→ GOAL OF THE EXERCISE
Present the records below as a JSON list of strings, one string per line, skipping any blank lines.

[Start MATERIAL TO PROCESS]

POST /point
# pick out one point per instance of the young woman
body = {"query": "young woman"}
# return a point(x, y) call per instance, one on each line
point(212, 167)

[End MATERIAL TO PROCESS]

→ FULL SOLUTION
[
  "POST /point",
  "# pick out one point per instance of the young woman",
  "body = {\"query\": \"young woman\"}",
  "# return a point(x, y) call per instance, one on each line",
  "point(212, 167)"
]